Please write out exactly the lines that begin at the line containing "If you could mark the puppy mouth" and run to the end of the records.

## PROVIDED INFORMATION:

* * * * * * *

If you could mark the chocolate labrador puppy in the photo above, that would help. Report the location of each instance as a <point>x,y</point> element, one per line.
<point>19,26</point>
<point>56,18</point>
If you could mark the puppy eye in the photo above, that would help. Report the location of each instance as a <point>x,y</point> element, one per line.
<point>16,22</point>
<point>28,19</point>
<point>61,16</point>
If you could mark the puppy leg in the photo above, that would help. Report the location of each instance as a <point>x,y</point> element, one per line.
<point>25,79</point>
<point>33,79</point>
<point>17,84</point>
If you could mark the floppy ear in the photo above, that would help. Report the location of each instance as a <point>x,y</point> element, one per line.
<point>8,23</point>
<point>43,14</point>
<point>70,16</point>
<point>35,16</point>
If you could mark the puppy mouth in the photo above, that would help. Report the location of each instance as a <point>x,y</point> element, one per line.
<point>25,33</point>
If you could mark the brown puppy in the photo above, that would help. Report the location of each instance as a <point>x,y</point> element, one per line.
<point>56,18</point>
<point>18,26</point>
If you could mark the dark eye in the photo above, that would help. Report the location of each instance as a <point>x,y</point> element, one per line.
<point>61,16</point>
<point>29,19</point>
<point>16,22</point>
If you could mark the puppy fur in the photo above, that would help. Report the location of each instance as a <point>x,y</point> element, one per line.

* * * * * * *

## EXPECTED ANSWER:
If you could mark the puppy mouth in the photo above, that would help. Report the location of each instance as a <point>x,y</point> element, one per line.
<point>25,33</point>
If you could mark the brown puppy in the photo above, that would help. Report the location of each instance as a <point>x,y</point> element, one per line.
<point>56,18</point>
<point>18,26</point>
If you could mark the dark eye in the photo above, that would help. Report the location of each instance as a <point>x,y</point> element, one per line.
<point>61,16</point>
<point>29,19</point>
<point>16,22</point>
If you could mark the puppy fur in the photo above, that would help. Report the location of each instance as a <point>x,y</point> element, one per line.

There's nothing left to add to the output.